EXERCISE TASKS:
(a) Summarize the passage on the limits of business transparency below in two sentences.
(b) Using the passage on the limits of business transparency below, explain in one or two sentences why a company offering to buy another wants a "no shop" clause.

SUPPLIED TEXT:
******************************

The term “irreparable damage” makes it clear that transparent information disclosure could be quite serious.
4) Morale. Unfortunately it’s rare that businesses enjoy a steady upward climb to success. There are often bumps along the way. Sometimes new initiatives don’t work out. Acquisitions don’t deliver the synergy that everyone expected. Offices need to be closed. The organizational structure needs to change. Transparency advocates would claim this process should be out in the open. And there are times that it is helpful to involve people these major decisions. There are some situations, however, where it’s just not feasible. Sometimes a company needs to consider several what-if plans and assess their potential impact on the business. Involving everyone potentially affected could mean hundreds if not thousands of people. That can’t happen quickly enough. Once a company is bigger than a few hundred employees, a sub-group that needs to make this evaluation and then work with the broader teams to properly communicate the business rationale behind the changes.
5) Legal. Continuing with the example of hiring, firing and reorganizations, there are mandated procedures for how to handle the communication of these changes. If they’re not handled correctly it can result in lawsuits. Public companies have an even trickier legal minefield to navigate. If news that relates to the company’s overall financial status flows out under the heading of transparency, it could lead to insider trading or shareholder lawsuits. Like it or not, there are laws and procedures that need to be followed that don’t allow companies to be 100% transparent.
6) Profit. There are a lot of factors that affect pricing. As the end of the quarter approaches the company may be willing to accept deals at a lower price point. Over time some clients may end up paying higher fees for similar services because they simply haven’t called to renegotiate. If you’re goal is to be 100% transparent wouldn’t you call all of your other customers and offer then the new, lower terms? Probably not. In most cases, the reality is it would be very hard because revised pricing would affect forecasts, compensation, profitability and growth goals. The pricing and terms offered to each customer isn’t shared publicly.
7) Negotiation. Demand drives up the price. Complete transparency of the competitive dynamics will drive down price. For consumer products the open flow of information means that there is no longer information asymmetry. This is a good thing. The buyer often knows as much as the seller. There are still many situations, however, where the flow if information is controlled to help with negotiations. A good example is the “no shop” clauses that are included when one company offers to buy another. It takes time to conduct due diligence so the potential acquirer wants to make sure that their offer doesn’t become a bargaining chip used to to attract other suitors.

******************************

PROVIDED INFORMATION:
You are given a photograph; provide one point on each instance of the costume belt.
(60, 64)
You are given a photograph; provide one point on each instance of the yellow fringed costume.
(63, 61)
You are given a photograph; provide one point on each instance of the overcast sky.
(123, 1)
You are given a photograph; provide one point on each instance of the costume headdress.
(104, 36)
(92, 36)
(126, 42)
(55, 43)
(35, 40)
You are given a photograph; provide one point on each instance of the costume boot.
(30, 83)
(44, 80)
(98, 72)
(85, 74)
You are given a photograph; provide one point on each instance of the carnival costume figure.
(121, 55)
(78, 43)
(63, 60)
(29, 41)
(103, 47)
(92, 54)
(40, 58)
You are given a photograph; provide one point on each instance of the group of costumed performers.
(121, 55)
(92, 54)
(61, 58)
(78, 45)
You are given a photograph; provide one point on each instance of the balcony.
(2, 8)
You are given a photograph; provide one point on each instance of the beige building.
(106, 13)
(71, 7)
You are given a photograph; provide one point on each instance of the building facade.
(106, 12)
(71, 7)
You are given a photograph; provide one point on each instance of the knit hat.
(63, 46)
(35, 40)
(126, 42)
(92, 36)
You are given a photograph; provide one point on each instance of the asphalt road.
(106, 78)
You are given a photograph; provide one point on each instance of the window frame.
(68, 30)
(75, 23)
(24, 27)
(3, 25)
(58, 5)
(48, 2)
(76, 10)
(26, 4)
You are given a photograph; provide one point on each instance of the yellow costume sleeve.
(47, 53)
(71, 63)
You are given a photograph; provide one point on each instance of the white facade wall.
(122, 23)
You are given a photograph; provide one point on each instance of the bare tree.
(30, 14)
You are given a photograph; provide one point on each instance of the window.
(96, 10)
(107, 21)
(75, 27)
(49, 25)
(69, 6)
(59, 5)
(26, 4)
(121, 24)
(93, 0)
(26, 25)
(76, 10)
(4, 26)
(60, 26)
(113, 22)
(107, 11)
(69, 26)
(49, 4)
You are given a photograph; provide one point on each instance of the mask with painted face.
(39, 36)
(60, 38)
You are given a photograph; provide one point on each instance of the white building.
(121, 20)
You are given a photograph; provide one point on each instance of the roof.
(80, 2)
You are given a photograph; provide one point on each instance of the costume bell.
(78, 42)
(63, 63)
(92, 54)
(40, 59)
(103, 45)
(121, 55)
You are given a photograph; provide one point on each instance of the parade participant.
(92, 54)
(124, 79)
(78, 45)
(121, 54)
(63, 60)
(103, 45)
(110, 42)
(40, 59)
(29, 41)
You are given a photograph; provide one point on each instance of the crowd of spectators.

******************************

RESULTS IN ORDER:
(a) Businesses often cannot be fully transparent: once a company is larger than a few hundred employees, a sub-group needs to evaluate major changes such as closing offices or reorganizing, and mandated procedures for communicating such changes can lead to lawsuits if mishandled. Public companies also face insider trading or shareholder lawsuits if financial news flows out, each customer's pricing and terms aren't shared publicly, and information is sometimes controlled to help with negotiations, as with "no shop" clauses when one company offers to buy another.

(b) Conducting due diligence takes time, so the potential acquirer wants to make sure its offer doesn't become a bargaining chip used to attract other suitors.